INSTRUCTIONS:
[1] In the email about EventListenerOptions, what would existing browsers treat addEventListener(type, callback, { mayCancel: false }) as?
[2] In the email about EventListenerOptions, why does Rick Byers hope developers won't need to use the pattern in example #2 explicitly?

TEXT EXCERPT:
- From: Philip Jägenstedt <philipj@opera.com>
- Date: Thu, 9 Jul 2015 15:49:44 +0200
- To: Rick Byers <rbyers@chromium.org>
- Cc: WHATWG <whatwg@whatwg.org>, James Ross <w3c-20040125@james-ross.co.uk>
On Thu, Jul 9, 2015 at 3:44 PM, Rick Byers <rbyers@chromium.org> wrote: > On Thu, Jul 9, 2015 at 9:39 AM, Rick Byers <rbyers@chromium.org> wrote: >> >> >> On Thu, Jul 9, 2015 at 9:05 AM, James Ross <w3c-20040125@james-ross.co.uk> >> wrote: >>> >>> > Date: Thu, 9 Jul 2015 14:42:07 +0200 >>> > From: philipj@opera.com >>> > >>> > I think this looks like a very promising approach. Would there be any >>> > way to feature detect support for EventListenerOptions as the third >>> > argument? It seems like a problem that addEventListener(type, >>> > callback, { mayCancel: false }) would be treated as >>> > addEventListener(type, callback, true) in existing browsers. >>> >>> >>> http://rbyers.github.io/EventListenerOptions/EventListenerOptions.html#extensions-to-the-event-interface >>> and >>> http://rbyers.github.io/EventListenerOptions/EventListenerOptions.html#examples >>> example 2 are intended to cover this. >> >> >> Right, thanks. What I've suggested is kind of weird though. Olli raises >> a good point that we should discuss general dictionary-member feature >> detection patterns in the abstract before committing to something like this. >> I'd love other opinions / ideas on the bug. > > > I should perhaps add that I'd hope developers don't really need to use the > pattern in example #2 explicitly. Instead I expect they'd mostly rely on a > simple polyfill (which I'll take an initial crack at writing once the API > shape settles down a bit). I see, the answer is getSupportedListenerOptions(). Seems slightly peculiar, but would work. Should be on EventTarget if anything, though.

DATASET CONTENT:

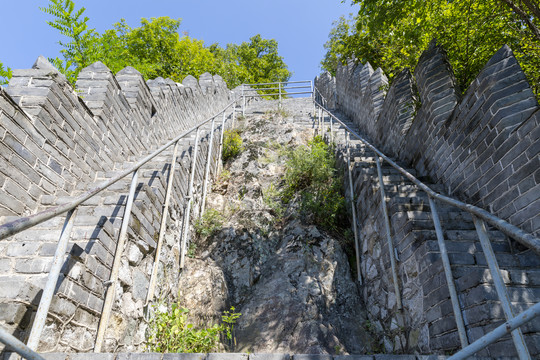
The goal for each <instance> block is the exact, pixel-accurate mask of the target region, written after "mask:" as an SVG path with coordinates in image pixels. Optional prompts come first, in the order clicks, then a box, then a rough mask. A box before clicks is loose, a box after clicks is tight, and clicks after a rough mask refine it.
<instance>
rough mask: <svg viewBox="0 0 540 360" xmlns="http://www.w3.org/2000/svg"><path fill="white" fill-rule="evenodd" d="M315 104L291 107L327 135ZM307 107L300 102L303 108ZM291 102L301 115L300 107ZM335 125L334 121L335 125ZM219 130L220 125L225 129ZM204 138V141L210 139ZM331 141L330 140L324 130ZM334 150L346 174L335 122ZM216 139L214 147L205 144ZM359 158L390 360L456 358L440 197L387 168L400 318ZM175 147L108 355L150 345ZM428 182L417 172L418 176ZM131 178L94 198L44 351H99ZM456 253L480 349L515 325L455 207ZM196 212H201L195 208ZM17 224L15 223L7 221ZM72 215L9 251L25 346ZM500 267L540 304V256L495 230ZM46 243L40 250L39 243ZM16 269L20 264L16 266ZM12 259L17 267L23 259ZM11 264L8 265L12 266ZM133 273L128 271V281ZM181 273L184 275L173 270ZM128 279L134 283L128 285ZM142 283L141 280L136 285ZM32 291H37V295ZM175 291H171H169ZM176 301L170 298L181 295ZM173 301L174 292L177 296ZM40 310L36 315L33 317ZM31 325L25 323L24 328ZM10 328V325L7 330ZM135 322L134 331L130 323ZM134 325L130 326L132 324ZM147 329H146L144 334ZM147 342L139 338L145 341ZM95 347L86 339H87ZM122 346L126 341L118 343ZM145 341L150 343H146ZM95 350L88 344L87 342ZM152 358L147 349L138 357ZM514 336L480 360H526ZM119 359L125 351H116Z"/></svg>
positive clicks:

ACTIVITY ANSWERS:
[1] addEventListener(type, callback, true)

[2] He expects developers to rely mostly on a simple polyfill. He plans to write a first version of it once the API shape settles down a bit.